___ EXCERPT ___

According to Austex Mining, as of March 31 2016 there were just 37 gold producing companies listed on the Australian Securities Exchange. Sure, there are foreign-owned producers in the country but, even so, that is quite a narrow base considering that Australia is the world’s second largest gold producer (after China).

What this means is that investors have a limited choice to ride the predicted coming gold recovery. Of those 37, only 10 are producing at an annualized rate of 160,000oz or more, so that limits the field even more.

Certainly, also, there are plenty of ASX-listed explorers but when gold is riding high you want to be on the horse that is actually pulling the yellow metal out of the ground and getting full advantage of the rising price.

And, also according to Austex, there are not all the many near-term new explorers. Only five new players were expected to be in operation over the past three months – but together they are expected to add only 200,000oz a year to Australia’s output.

More concerning is that Austex says it could see only one significant new entrant in the second half of 2016. Longer term, nine companies have indicated they will restart projects now under care and maintenance. “Five companies are suggesting 2017, but most lack the cash and market support at this time,” says the report.

Medusa.
No of shares in issue: 207.8 million
Share price ASX 1/7/16: 65.5c
Mkt Cap: AU$136 million (US$102 million @ 0.75 conv)

Co-O resources (30/6/2015): 3.5 million tonnes at an av grade of 10.2 g/t gold for a total 1.15 million oz.
Co-O reserves (30/6/2015): 1.8 million tonnes at an av grade of 7.33 g/t gold for a total 427,000 oz.
Bananghilig resources: 1.1 million oz
Valuation: US$100 per resource oz Co-O only, or $50 per resource oz incl Bananghilig.

Gold price: $1,341
AISC: $950
Profit potential: $400 per resource oz developed

Production 2015/16 FY guidance: 108k oz
Profit HY 2016 actual: $31.3 million (production 61k, av price $1109)
Earnings per share HY 2016 actual: US 15c (AU 20c)
EPS FY 2016 av forecasts: US 26c (AU 34.5c) (H2 fewer oz 47k, but higher gold price c.$1215)
P/E estimated 2016: 1.9

US$1 = AU$1.33 conversion

stevea171
02/7/2016
09:14
CoT report 28th June.

Gold open Interest 1,909 tonnes
Silver open interest 32,876 tonnes

Commercials net short gold 1,015 tonnes
Commercials net short silver 14,805 tonnes

June gold standing for delivery 49.1 tonnes
June silver standing for delivery 95.8 tonnes

July gold standing for delivery 9.33 tonnes
July silver standing for delivery 55.36 tonnes

Chip

chipperfrd
01/7/2016
13:23
You are welcome Gersemi.
chipperfrd
01/7/2016
12:57
Chip

I hope you don't mind but I have cut-paste your post from above onto the MARL thread.

Many thanks

G

gersemi
01/7/2016
11:52
Paul

AISC was initiated as a WGC advisory from June 2013. Agnico Eagle was part of that development and reported AISC from Sept Qtr 2013 onwards, but majority of companies started doing it from the commencement of their next financial year - which, for most, was from March Qtr 2014.

___ DATA PROVIDED ___

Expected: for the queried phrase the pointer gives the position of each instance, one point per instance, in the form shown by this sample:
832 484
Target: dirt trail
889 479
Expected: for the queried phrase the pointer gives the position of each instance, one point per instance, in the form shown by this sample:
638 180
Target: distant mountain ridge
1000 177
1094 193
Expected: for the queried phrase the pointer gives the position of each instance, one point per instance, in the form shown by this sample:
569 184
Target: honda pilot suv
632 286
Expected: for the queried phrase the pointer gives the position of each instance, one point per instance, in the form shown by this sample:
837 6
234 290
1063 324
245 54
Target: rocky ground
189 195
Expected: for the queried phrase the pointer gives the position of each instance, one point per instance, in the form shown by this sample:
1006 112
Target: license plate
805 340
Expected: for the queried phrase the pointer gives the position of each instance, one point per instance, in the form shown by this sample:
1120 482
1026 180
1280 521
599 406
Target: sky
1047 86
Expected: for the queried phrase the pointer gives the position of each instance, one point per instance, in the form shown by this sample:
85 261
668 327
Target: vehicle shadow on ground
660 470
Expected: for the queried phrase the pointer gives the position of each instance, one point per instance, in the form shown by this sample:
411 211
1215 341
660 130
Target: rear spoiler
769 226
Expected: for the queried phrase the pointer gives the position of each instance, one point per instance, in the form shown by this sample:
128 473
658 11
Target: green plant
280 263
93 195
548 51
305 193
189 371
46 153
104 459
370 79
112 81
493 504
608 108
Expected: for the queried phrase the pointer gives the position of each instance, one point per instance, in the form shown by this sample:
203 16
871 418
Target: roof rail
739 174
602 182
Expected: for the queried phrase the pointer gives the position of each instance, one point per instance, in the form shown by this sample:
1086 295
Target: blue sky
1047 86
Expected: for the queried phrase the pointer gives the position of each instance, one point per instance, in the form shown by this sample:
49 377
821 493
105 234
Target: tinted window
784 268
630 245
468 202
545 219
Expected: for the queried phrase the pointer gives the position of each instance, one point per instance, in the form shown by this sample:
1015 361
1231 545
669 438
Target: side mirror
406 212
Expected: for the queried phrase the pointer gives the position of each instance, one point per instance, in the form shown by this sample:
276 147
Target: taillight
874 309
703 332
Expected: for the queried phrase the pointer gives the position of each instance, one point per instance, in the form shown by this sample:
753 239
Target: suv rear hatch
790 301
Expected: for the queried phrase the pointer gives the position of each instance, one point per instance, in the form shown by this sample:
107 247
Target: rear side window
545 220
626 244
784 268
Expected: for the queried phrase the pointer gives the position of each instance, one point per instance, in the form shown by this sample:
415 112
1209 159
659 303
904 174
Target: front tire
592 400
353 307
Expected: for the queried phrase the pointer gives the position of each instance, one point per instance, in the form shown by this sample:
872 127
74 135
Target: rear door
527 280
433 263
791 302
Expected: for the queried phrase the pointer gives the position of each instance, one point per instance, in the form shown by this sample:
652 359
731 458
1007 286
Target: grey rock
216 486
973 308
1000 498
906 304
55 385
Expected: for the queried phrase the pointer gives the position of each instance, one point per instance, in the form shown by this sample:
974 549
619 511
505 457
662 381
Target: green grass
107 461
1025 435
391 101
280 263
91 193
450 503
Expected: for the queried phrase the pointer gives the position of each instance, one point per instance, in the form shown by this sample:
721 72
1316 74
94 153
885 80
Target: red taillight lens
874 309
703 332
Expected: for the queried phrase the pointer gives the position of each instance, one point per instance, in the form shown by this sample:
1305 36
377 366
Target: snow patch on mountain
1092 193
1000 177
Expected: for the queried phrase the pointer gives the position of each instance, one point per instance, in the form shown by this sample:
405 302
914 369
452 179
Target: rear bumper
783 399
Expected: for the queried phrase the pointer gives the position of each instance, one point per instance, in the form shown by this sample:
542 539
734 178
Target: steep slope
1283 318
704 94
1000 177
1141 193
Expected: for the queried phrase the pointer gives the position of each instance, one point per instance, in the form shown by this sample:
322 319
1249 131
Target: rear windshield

___

> **THE TASKS**:
1. Translate this sentence from the gold-mining excerpt into Spanish: "What this means is that investors have a limited choice to ride the predicted coming gold recovery."
2. Carry on the gold-mining excerpt, starting after its final sentence.
The lines have no connection to the gold-mining text.

> **ANSWERS TO THE EXERCISE**:
1. Lo que esto significa es que los inversores tienen pocas opciones para aprovechar la recuperación prevista del oro.

2.
But the Oz stocks use June as their end of financial year. MML like many other ASX-listed PM stocks also commenced reporting AISC from the start of their financial year - ie from Sep Qtr 2014. So nothing particularly exceptional about that!

MML include ALL outflows in their AISC figure (ie Exploration, Capital Works, Development and Corporate) and, thus far, they have not distinguished between sustaining capital and expansion capex - so they have been reporting worst case figures rather than splitting out non-sustaining capex from their AISC figures.

For interest I have applied this methodology to some of their earlier years and get the following for their All-In Costs (AIC) - ie not just their All-In Sustaining Costs (AISC). Obviously, their AIC went very high during their maximum expansionary Capex years.

FY 11 ~ $733/oz
FY 12 ~ $1926/oz
FY 13 ~ $2120/oz
FY 14 ~ $1826/oz
FY 15 ~ $1079/oz
FY 16 ~ $950/oz (est)

Going forward they look like they may reach an AIC of c. $800/oz for FY17 - but time will tell.
Chip

chipperfrd
01/7/2016
11:00
Hi,

In the past i would be piling in for more for exactly the same reasons that you state. Maybe i am letting the recent past history cloud my judgement but i would expect MML to be well above $1AUS at the moment. Maybe that will come with the results announcement sometime in late August, maybe it won't. However, i can't help feeling there is something else going on here that i have missed.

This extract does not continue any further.